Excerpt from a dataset
----
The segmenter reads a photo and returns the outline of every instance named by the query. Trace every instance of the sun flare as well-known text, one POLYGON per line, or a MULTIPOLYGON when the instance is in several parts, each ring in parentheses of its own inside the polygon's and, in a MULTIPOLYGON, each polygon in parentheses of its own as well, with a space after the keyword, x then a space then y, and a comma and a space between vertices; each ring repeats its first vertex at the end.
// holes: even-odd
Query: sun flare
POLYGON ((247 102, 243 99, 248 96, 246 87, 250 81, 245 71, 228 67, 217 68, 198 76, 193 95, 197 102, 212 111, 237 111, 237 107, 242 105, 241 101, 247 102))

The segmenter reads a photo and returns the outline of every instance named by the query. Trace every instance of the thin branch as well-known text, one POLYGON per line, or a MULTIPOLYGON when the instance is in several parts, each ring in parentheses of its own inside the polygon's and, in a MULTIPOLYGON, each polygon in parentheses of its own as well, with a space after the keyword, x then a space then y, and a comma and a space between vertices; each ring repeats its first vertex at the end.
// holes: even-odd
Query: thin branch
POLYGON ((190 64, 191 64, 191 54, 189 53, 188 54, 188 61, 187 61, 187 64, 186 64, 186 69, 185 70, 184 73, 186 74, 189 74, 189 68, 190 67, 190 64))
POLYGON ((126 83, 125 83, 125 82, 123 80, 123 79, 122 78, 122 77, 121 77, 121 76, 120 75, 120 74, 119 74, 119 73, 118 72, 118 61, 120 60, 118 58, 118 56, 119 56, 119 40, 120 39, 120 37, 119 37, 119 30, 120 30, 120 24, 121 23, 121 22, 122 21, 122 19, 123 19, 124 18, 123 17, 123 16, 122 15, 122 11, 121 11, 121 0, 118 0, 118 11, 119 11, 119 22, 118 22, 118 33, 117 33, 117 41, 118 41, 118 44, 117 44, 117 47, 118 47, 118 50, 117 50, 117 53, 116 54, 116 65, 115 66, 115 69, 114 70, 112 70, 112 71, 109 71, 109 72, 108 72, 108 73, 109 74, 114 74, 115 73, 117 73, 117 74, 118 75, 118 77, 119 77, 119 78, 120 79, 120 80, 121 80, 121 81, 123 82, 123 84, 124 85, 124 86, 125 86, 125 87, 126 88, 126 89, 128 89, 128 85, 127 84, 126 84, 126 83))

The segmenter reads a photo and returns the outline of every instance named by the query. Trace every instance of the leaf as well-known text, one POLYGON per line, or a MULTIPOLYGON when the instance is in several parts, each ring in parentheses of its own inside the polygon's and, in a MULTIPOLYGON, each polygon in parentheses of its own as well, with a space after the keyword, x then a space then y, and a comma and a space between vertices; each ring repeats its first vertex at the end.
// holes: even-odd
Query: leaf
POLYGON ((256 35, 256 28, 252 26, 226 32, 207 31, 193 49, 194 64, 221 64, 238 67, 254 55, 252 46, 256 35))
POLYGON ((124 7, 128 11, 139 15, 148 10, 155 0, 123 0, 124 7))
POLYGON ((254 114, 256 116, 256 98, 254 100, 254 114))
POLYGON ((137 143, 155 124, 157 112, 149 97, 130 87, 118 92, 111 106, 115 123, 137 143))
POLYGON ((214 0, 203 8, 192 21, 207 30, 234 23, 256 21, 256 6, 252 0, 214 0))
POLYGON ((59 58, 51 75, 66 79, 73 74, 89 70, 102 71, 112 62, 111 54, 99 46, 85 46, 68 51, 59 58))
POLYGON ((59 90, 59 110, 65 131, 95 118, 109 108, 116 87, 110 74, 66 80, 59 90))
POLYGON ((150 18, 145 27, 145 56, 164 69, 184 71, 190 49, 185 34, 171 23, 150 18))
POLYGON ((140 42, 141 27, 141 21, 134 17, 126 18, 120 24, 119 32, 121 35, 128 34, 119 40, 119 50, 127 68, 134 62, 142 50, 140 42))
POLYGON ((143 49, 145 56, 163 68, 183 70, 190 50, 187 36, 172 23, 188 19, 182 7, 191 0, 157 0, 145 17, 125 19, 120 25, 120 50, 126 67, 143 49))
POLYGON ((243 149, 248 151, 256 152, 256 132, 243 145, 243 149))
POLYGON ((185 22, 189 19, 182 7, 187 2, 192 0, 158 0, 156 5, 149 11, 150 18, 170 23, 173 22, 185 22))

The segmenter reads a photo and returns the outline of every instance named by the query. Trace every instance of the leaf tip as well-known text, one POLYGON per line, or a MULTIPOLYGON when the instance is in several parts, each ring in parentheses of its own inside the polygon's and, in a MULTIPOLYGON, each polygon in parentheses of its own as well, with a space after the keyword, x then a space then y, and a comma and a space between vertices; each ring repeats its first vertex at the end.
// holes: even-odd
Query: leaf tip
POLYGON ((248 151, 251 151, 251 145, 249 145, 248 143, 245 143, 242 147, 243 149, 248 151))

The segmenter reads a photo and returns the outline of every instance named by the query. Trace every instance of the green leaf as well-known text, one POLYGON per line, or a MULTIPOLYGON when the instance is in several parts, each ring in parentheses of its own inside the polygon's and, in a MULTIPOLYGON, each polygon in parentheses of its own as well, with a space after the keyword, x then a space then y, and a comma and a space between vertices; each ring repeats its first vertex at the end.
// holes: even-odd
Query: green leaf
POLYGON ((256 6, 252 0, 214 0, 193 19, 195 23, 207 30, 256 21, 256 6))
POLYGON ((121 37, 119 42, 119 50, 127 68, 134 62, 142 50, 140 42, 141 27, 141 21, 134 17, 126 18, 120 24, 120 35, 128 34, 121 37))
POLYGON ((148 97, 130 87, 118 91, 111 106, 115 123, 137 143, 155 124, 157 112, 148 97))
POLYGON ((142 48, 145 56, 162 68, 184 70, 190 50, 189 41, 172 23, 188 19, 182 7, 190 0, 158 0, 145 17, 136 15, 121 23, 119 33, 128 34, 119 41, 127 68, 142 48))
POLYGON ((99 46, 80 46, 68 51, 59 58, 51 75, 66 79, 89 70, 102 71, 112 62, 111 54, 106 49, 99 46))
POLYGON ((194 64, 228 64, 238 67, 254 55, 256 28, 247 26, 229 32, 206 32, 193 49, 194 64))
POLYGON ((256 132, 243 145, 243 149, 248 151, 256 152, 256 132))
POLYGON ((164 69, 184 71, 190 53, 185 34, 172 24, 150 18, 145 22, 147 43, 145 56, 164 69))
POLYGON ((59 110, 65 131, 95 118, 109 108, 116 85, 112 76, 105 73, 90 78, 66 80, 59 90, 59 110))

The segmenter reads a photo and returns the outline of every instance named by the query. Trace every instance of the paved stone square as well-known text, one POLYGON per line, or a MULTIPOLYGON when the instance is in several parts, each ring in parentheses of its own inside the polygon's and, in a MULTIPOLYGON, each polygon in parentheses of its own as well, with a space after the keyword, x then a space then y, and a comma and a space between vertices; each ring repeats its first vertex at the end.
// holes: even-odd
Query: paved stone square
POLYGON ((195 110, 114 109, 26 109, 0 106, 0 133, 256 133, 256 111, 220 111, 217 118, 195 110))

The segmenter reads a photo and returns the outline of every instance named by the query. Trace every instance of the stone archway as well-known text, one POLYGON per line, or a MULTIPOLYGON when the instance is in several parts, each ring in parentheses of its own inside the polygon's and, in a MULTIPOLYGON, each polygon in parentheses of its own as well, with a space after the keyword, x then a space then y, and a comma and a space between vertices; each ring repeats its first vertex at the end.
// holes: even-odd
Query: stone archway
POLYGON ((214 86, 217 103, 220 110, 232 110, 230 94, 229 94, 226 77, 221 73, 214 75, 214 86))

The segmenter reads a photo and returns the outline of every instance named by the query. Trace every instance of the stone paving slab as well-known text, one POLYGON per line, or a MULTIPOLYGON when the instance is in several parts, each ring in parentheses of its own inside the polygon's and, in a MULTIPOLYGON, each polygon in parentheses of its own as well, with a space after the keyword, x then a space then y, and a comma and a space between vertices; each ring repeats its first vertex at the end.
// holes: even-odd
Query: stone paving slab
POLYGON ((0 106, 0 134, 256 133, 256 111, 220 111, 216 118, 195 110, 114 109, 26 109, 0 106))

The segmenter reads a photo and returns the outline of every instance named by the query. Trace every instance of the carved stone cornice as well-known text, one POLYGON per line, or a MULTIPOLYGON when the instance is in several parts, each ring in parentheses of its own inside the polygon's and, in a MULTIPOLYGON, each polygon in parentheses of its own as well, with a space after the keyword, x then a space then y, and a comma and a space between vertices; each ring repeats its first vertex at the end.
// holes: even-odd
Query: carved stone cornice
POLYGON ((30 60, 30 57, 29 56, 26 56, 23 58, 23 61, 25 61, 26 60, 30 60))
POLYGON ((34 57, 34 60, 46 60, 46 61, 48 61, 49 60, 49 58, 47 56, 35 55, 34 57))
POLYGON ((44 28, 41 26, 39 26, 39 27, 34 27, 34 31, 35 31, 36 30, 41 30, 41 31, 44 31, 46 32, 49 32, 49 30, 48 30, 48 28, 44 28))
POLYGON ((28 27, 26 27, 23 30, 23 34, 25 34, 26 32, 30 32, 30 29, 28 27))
----
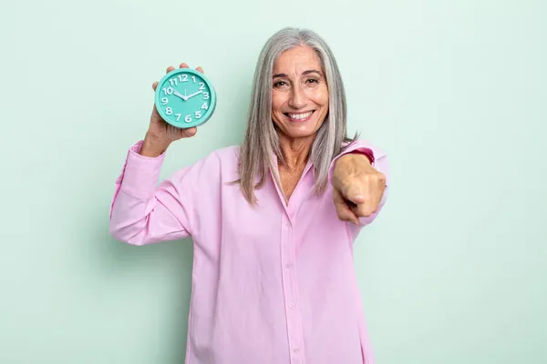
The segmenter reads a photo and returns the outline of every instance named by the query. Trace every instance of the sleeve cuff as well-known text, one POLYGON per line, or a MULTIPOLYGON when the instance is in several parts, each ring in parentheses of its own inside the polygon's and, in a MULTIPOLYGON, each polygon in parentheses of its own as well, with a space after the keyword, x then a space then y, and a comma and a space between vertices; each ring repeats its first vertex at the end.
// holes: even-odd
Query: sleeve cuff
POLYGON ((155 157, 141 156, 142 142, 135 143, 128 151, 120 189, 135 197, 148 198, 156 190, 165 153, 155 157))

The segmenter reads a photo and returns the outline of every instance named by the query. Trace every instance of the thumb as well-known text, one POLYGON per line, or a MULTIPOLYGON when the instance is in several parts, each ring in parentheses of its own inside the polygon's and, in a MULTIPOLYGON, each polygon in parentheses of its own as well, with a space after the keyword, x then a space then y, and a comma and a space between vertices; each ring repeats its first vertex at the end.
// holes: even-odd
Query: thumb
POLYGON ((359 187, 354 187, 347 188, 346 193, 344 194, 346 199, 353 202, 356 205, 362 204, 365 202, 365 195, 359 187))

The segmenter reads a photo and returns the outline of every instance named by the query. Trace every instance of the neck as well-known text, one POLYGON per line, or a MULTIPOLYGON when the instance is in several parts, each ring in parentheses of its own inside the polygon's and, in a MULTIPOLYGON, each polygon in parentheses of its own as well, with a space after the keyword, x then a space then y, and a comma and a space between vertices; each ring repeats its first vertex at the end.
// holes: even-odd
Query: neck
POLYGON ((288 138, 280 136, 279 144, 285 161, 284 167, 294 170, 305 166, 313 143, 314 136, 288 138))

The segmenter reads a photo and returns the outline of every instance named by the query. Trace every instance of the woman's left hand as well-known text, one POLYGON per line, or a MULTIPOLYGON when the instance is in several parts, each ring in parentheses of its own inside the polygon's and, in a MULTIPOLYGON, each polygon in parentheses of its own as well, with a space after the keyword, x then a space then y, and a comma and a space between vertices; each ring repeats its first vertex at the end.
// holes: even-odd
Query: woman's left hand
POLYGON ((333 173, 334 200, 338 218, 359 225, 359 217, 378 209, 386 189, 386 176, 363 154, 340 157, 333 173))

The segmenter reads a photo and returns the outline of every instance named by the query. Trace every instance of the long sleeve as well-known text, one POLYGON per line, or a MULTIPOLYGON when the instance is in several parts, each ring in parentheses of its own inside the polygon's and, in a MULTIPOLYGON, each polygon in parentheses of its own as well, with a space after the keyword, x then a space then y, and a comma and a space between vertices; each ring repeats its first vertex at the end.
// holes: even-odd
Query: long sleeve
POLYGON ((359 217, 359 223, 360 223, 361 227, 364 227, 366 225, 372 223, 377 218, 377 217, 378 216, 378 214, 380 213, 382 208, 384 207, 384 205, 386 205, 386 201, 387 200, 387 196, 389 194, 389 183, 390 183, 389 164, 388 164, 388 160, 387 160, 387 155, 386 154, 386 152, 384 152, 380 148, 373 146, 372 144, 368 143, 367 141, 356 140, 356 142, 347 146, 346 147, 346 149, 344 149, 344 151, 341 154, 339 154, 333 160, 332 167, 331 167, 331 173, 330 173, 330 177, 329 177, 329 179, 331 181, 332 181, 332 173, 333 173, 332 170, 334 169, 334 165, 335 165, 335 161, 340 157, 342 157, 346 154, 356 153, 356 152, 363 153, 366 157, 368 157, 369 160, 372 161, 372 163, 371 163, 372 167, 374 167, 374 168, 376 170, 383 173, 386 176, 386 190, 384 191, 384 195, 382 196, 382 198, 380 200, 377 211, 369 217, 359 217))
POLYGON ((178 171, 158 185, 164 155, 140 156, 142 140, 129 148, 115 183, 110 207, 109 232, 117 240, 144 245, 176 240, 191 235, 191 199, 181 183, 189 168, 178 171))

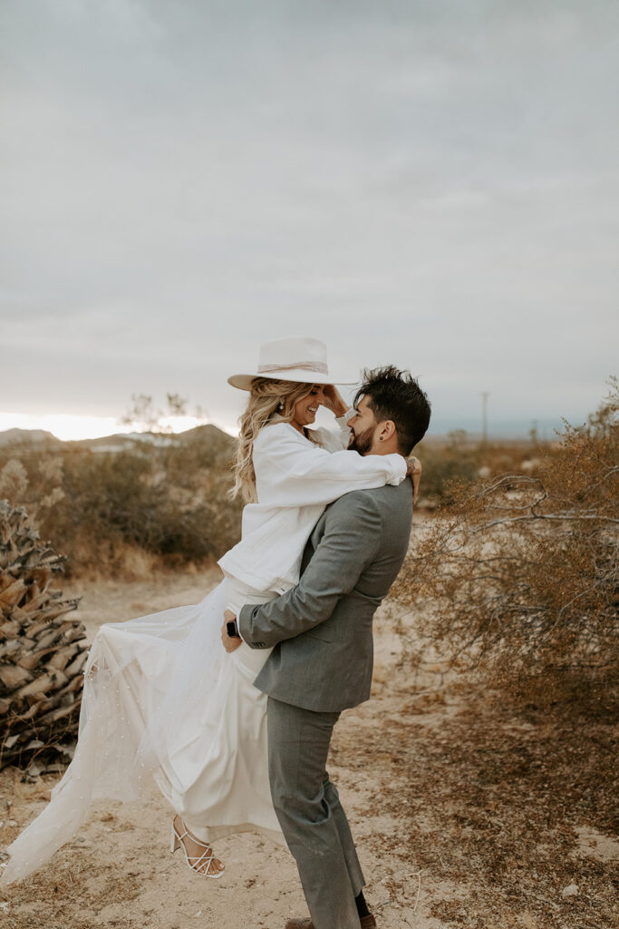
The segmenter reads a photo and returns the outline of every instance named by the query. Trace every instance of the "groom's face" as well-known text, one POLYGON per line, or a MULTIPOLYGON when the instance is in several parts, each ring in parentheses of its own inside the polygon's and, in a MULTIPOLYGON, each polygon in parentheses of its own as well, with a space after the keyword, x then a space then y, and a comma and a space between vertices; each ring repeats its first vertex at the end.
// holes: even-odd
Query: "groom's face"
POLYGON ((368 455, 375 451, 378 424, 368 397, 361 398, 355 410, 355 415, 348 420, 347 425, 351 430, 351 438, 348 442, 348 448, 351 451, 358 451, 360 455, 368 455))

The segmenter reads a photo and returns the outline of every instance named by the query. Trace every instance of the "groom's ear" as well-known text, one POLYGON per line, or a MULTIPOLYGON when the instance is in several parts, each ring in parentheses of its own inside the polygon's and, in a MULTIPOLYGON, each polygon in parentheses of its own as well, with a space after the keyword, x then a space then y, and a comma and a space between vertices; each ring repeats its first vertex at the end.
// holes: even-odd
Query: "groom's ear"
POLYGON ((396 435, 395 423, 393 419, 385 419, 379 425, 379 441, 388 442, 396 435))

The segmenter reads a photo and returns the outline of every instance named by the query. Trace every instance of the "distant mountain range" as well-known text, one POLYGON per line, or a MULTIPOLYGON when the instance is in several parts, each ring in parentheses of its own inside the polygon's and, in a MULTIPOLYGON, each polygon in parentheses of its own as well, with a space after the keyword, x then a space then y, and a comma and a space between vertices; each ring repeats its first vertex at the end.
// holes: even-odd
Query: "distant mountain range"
----
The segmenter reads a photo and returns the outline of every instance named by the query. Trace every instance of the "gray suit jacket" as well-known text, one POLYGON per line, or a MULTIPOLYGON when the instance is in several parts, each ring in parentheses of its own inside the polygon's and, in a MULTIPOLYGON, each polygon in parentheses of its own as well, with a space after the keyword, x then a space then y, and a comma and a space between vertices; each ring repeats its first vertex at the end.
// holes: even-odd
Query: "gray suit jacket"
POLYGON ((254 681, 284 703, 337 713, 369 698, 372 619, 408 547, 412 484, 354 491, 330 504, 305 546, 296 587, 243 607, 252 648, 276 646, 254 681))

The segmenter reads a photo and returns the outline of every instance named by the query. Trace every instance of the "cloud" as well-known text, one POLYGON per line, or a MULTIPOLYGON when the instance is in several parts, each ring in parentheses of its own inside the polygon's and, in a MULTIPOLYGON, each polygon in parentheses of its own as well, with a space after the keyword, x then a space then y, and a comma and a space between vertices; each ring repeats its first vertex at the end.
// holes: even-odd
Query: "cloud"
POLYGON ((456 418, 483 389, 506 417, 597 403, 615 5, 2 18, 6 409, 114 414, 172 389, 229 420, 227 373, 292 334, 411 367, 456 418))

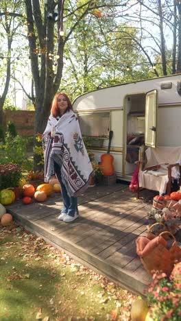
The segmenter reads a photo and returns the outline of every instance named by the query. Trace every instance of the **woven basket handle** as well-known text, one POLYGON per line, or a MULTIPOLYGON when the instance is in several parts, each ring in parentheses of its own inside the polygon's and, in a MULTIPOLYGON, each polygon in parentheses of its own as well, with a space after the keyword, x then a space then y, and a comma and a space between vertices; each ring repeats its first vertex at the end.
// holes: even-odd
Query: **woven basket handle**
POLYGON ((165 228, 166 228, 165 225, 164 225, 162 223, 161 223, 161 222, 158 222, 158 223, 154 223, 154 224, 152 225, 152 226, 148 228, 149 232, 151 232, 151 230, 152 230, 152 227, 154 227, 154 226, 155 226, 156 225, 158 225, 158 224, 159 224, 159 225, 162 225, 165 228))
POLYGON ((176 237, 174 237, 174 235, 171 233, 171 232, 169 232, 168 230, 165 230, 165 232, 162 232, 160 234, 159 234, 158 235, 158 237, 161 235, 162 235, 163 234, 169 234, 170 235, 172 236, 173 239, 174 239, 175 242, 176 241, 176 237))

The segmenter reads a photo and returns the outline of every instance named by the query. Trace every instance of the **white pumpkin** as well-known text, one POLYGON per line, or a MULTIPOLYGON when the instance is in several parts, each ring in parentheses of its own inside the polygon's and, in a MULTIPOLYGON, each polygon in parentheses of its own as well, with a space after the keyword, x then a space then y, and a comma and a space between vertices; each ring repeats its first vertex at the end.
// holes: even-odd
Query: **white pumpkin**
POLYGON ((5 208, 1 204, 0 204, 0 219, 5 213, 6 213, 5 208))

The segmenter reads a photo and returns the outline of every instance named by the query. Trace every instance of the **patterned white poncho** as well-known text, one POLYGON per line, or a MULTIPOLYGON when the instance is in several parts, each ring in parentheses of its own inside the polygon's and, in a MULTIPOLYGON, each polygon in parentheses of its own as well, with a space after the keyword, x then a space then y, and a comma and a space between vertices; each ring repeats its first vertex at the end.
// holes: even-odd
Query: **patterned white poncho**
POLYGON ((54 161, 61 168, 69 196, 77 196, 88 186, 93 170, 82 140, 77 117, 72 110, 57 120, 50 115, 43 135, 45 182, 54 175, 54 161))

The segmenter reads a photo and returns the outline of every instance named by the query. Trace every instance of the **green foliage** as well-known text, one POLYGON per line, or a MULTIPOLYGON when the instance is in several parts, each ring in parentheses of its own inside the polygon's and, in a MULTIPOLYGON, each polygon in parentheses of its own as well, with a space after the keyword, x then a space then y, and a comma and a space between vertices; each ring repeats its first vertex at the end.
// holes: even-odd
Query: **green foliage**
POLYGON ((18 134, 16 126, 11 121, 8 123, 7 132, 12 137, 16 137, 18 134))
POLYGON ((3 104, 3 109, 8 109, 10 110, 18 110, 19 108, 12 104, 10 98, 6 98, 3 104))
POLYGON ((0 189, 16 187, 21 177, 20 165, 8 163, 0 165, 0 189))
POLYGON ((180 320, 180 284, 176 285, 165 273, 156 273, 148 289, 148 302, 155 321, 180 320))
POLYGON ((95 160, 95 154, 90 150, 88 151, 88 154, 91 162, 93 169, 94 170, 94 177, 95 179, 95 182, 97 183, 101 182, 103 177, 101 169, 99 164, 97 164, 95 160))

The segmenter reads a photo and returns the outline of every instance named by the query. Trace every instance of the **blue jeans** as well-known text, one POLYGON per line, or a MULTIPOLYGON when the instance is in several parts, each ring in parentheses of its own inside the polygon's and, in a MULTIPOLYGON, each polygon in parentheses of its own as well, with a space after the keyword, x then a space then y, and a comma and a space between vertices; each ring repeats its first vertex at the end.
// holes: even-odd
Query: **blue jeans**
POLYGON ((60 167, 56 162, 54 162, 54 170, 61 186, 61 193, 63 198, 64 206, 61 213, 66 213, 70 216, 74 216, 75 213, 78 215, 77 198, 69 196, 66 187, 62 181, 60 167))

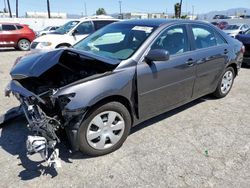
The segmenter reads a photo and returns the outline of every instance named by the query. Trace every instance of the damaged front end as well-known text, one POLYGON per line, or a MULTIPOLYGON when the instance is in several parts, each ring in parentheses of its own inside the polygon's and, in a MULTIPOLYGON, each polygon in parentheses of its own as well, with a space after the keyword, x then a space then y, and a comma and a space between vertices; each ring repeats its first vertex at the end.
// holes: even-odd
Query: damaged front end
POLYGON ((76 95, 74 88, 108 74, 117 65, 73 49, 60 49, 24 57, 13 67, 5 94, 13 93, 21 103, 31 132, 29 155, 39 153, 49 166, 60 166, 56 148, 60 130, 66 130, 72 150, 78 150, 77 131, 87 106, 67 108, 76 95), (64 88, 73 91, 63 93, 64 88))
----
*To do*: Reproduce the lines of the records verbatim, beginning at the line that contains "of the long" and stopping after the line that contains "Query: long sleeve".

*Correct answer*:
The segmenter reads a photo and returns the outline of every instance named by the query. Trace every instance of the long sleeve as well-known text, one POLYGON per line, or a MULTIPOLYGON when the instance is in several parts, each ring in parentheses of its own inside the polygon's and, in a MULTIPOLYGON, each polygon in parentheses of its own as well, with a space after the keyword, x then a space then y, and a comma and a space between vertices; each ring repeats its first vertex at the end.
// holes: even-odd
Query: long sleeve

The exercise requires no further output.